WORK TO DO:
From the entries below, gather every line that contains the word "main" and copy each of those lines in full.

[Records excerpted from a collection]
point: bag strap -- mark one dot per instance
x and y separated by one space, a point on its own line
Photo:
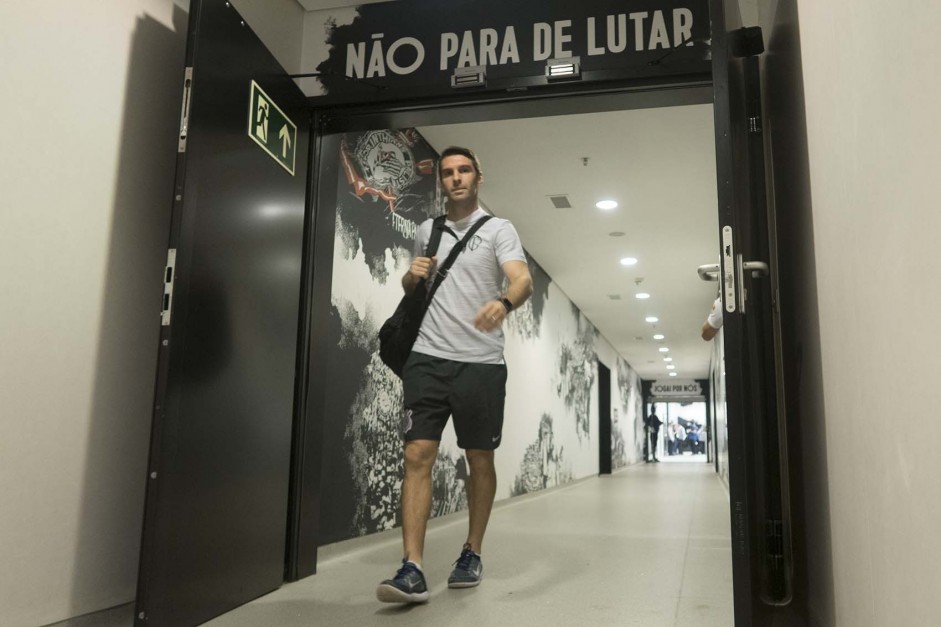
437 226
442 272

--

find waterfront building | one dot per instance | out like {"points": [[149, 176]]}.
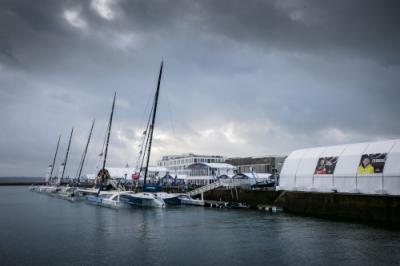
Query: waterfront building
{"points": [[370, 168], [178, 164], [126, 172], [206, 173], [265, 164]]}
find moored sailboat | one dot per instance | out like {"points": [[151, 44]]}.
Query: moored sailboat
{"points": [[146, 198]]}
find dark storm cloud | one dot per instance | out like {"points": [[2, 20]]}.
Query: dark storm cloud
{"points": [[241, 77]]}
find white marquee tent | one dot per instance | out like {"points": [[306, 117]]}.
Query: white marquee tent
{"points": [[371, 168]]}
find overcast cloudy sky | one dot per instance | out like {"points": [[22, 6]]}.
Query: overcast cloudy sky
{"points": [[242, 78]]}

* * *

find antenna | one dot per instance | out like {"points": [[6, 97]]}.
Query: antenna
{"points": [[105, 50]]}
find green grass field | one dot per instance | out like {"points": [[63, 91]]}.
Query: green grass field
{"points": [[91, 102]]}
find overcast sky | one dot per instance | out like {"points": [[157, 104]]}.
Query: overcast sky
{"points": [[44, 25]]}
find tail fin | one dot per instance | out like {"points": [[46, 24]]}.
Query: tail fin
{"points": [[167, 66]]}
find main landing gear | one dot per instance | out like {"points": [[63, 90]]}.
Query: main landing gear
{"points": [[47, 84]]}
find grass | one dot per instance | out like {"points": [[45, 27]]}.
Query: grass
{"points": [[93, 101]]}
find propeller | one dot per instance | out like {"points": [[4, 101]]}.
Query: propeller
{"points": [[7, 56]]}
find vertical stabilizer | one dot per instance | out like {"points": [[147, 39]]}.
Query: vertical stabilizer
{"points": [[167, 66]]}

TASK SOLUTION:
find main landing gear | one dot per instance | out like {"points": [[63, 90]]}.
Query: main landing gear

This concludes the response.